● **Check your understanding**:
1 – Write out the passage from the policy challenge article, starting with "re:Mind's mental healthcare" and going on through "calls, and email.".
2 – Write what comes next in the article on the policy challenge teams, picking up after its final sentence.

FitPhilly, another finalist, presented its proposal for the creation of a location-based phone application that promotes healthy lifestyles for Philadelphians. The day's first team to present, Smart Justice, shared its proposal for the establishment of a kiosk system for low-risk probationers and parolees to check-in more easily with the Philadelphia Adult Probation and Parole Department.
“It’s been a great experience to work with students from other schools and get their perspective on the criminal justice system,” said Kevin Krainz (Fels '14, Penn Law '14) of Smart Justice.
“The great thing about the challenge is when you put a lot of stakeholders in the room and put great ideas in front of them, great things might happen. We talked to a few people who feel they may be able to help us get funding for our idea. So even though we didn’t win, we hope our idea will still go forward, and maybe some of these other ideas will, too.”
The winning team, re:Mind, was comprised of a cross-sectional sampling of Penn schools. Meghan O'Brien is an MD/Master in Bioethics candidate in the Perelman School of Medicine, and Kayla Cheatham is a Master of Social Work candidate in the School of Social Policy & Practice. Molly Kreider Viscardi is a Ph.D./Master in Bioethics Candidate in the School of Nursing. Dan Bernick is a third-year undergraduate majoring in political science who is a three-time challenge participant and also serves as President of the Penn Undergraduate Assembly (UA).
“I really appreciated that this is an interdisciplinary experience,” said Cheatham. “It tied together a lot of thoughts that all of us had been having about ways to improve healthcare.”
“The people at the Fels Institute have been incredibly supportive in walking us through the steps necessary to implement public policy,” added O'Brien. “It (the challenge) gave a nice perspective of the balance to the on-the-ground healthcare experience that I have as a medical student.”
re:Mind's mental healthcare proposal targets persons discharged from inpatient mental health hospitalizations and seeks to curtail preventable re-hospitalizations, which can be costly to a variety of stakeholders. The proposal calls for “the creation and adoption of a cheap, simple, and research-supported intervention that addresses the #1 reason patients miss their initial appointment—forgetting.” re:Mind advocates for the adoption of a reminder interface that employs text messaging, phone calls, and email.

● **Collected data**:
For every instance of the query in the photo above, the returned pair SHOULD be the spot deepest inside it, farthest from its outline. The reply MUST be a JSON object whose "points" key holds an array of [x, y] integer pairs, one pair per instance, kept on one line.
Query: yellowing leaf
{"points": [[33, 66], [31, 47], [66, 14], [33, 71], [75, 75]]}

● **Answers provided**:
1 –
re:Mind's mental healthcare proposal targets persons discharged from inpatient mental health hospitalizations and seeks to curtail preventable re-hospitalizations, which can be costly to a variety of stakeholders. The proposal calls for “the creation and adoption of a cheap, simple, and research-supported intervention that addresses the #1 reason patients miss their initial appointment—forgetting.” re:Mind advocates for the adoption of a reminder interface that employs text messaging, phone calls, and email.

2 –
The proposal won over the panel of judges, which included Representative Madeleine Dean of Pennsylvania's 153rd Legislative Districts, Evans of the 203rd Legislative District, and The Food Trust Executive Director Yael Lehmann. Story Bellows, Co-Director of the Mayor's Office of New Urban Mechanics, and Donna Frisby-Greenwood, Program Director of the John S. & James L. Knight Foundation, also served as judges.
“The ideas this year were stupendous. They addressed real problems in the city, and our judging panel had a really tough time figuring out who could be a winner because they want every idea to happen,” said Besnoff. “What an amazing testament to the students’ work that it was hard to determine who to give seed money to because they believe that every idea deserves that type of funding.”
As the winning team, re:Mind is the recipient of $10,000 to further their proposal. They will also compete March 16th in the First Round of the second annual National Invitational Public Policy Challenge at the Chemical Heritage Foundation, and hopefully advance to the Final Round on March 17th at the National Constitution Center. They will be joined by peers from eight other universities.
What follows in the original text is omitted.